Este é um artigo sobre a realidade e a ficção em Entrevista com o Demônio, que ocorreu na noite de Halloween de um Talk Show em 1977. Mas como Late Night With The Devil expõe o sensacionalismo na TV e te imerge ao sobrenaturalismo do Pânico Satânico? Embarque nesta viagem com Jack Delroy!

Segunda-feira de Halloween: Estados Unidos, 1977. Às 23h30, o controle da TV te direciona ao canal UBC no Talk Show, ao vivo, Night Owls With Jack Delroy! O vislumbre disperso ao costumeiro The Tonight Show Starring Johnny Carson, que lidera com uma média de 16 milhões de espectadores semanalmente na NBC, deve-se à edição que promete ser a mais assustadora da televisão: Late Night With The Devil

Não perca o programa de hoje! Pois vamos tentar conversar com o demônio.”, anuncia o apresentador fúnebre, mas satisfeito.

O humor do programa mescla ao assombro com o soar do teremin por um indivíduo caricaturalmente diabólico. A trilha remete aos clássicos do terror e sci-fi para um público habituado com O Massacre da Serra Elétrica, (1974) e série antológica Além da Imaginação, (1959) – que expõem, sobretudo, uma realidade tenebrosa.

O auditório vibra diante dos convidados ilustres da noite, anunciados pelo locutor na vinheta de abertura:

“Está começando! É a noite mais assustadora da televisão em uma edição de Halloween de Night Owls, com Jack Delroy! Esta noite, o Médium e Psíquico Christou demonstra como ele fala com mortos; o Hipnotizador Carmichael Haig coloca o público e o seu verdadeiramente eu em uma transe de arrepiar a espinha e a Psicóloga June Ross-Mitchell nos apresenta à Lily – o assunto do seu livro Conversas com o Demônio. 

Não perca o evento televisivo esta noite em noctívagos [àqueles que possuem hábitos noturnos] com Jack Delroy!”, exclama. 

Confira a abertura, leitor:

Enquadrado como uma gravação analógica com falhas comuns em fitas de VHS antigas, o apresentador Delroy organiza o show com um vidente (Fayssal Bazzi), um cético (Ian Bliss) e uma Parapsicóloga (Laura Gordon) que nos apresenta a uma garota (Ingrid Torelli) sobrevivente de um culto satã, na tentativa de recuperar sua audiência após uma tragédia pessoal.

==================================================

▶ **Enunciado da tarefa**
Copie do artigo sobre Entrevista com o Demônio o trecho que vai de "Este é um artigo" até "viagem com Jack Delroy!".

▶ **Amostra dos registros**
==================================================

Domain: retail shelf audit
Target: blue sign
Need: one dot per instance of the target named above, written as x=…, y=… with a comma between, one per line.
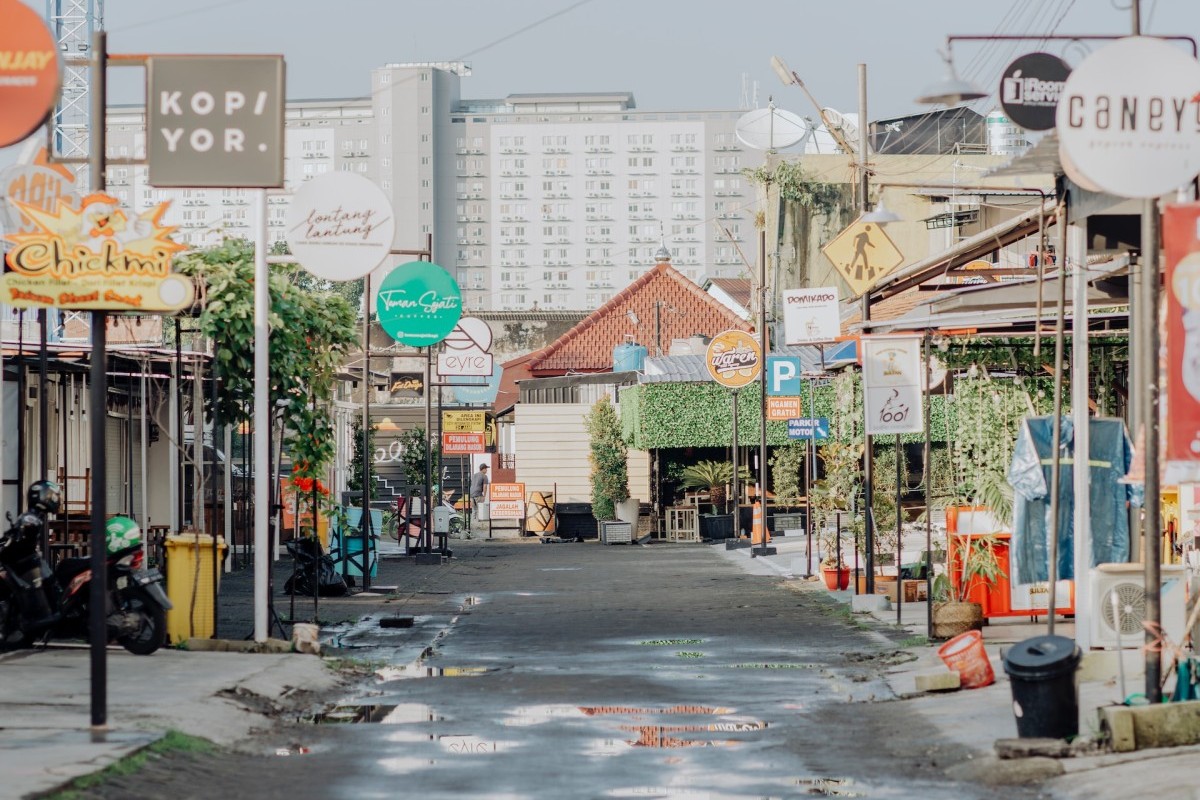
x=784, y=376
x=809, y=428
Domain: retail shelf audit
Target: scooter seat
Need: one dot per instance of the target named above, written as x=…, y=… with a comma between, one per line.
x=70, y=567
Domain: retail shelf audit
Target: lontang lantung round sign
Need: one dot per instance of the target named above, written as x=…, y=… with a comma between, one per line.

==================================================

▶ **Resposta correta**
Este é um artigo sobre a realidade e a ficção em Entrevista com o Demônio, que ocorreu na noite de Halloween de um Talk Show em 1977. Mas como Late Night With The Devil expõe o sensacionalismo na TV e te imerge ao sobrenaturalismo do Pânico Satânico? Embarque nesta viagem com Jack Delroy!